Required task :: Which lines in the records below contain the word "passenger"? Case counts. Pick out each such line and copy it in full.

Data shown ::

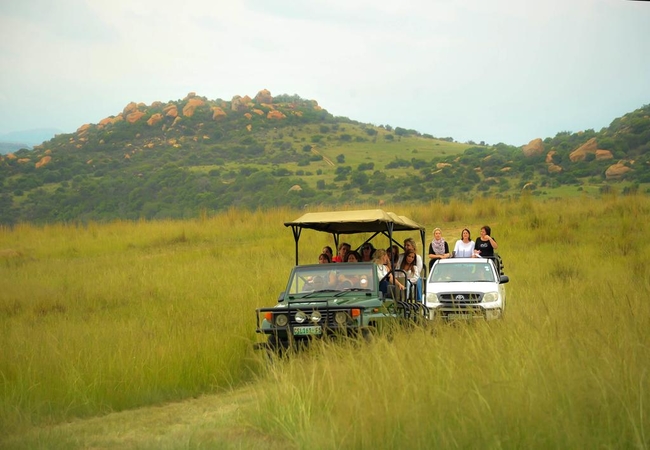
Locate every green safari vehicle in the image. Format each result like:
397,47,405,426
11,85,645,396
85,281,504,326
256,210,428,350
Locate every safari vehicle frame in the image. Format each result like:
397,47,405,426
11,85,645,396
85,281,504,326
256,209,428,348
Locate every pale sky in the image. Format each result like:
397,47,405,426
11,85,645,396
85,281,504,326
0,0,650,145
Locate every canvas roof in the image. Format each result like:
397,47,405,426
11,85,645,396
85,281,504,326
284,209,425,234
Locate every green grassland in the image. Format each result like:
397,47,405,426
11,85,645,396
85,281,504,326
0,198,650,449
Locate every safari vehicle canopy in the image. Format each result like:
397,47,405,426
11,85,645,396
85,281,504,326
284,209,427,265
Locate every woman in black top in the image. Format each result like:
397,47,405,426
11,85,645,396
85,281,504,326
474,225,499,258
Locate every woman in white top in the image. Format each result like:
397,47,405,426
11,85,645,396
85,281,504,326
372,249,404,290
454,228,474,258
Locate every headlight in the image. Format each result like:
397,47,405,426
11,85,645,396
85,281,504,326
427,292,439,303
483,292,499,302
334,311,348,325
275,314,289,327
296,311,307,323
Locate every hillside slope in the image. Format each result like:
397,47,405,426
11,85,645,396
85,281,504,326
0,90,650,224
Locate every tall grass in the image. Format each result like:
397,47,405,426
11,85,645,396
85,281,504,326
0,196,650,448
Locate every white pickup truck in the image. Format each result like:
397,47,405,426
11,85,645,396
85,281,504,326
425,258,509,320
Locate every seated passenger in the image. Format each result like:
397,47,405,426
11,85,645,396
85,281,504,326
332,242,352,262
398,238,424,301
373,249,404,295
361,242,375,262
453,228,474,258
318,253,332,264
343,250,361,262
399,249,422,300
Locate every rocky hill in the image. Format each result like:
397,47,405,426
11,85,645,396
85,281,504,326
0,90,650,224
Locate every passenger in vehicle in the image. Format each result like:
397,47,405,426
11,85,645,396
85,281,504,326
321,245,334,262
474,225,499,258
454,228,475,258
373,249,405,295
397,238,424,301
386,244,399,269
343,250,361,262
361,242,375,262
399,249,420,295
429,228,451,272
332,242,352,262
318,253,332,264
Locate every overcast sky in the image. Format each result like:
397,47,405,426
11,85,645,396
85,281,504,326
0,0,650,145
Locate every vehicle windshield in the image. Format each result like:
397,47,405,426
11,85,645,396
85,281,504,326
287,263,376,295
429,262,495,283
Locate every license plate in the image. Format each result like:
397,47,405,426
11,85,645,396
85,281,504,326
445,313,474,320
293,327,323,336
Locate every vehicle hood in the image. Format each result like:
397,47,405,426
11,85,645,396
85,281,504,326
276,293,381,308
427,281,499,294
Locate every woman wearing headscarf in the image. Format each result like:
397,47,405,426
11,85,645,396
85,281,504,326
429,228,450,272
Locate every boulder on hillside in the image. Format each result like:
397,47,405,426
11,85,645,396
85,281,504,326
163,105,178,118
77,123,90,134
266,110,287,120
596,150,614,160
122,102,138,117
126,110,144,123
521,138,544,158
605,162,632,180
255,89,273,104
212,106,226,120
569,138,598,162
183,97,205,117
230,95,248,112
147,113,163,127
34,156,52,169
546,150,557,164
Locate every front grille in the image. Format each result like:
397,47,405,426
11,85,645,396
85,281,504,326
288,309,347,327
438,292,483,305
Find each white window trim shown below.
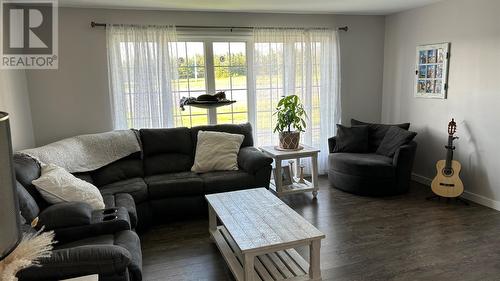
[178,30,256,124]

Expected answer ::
Locate every seated passenger in the image. Format each result like:
Locate every passenger in vehicle in the image. Format each result like:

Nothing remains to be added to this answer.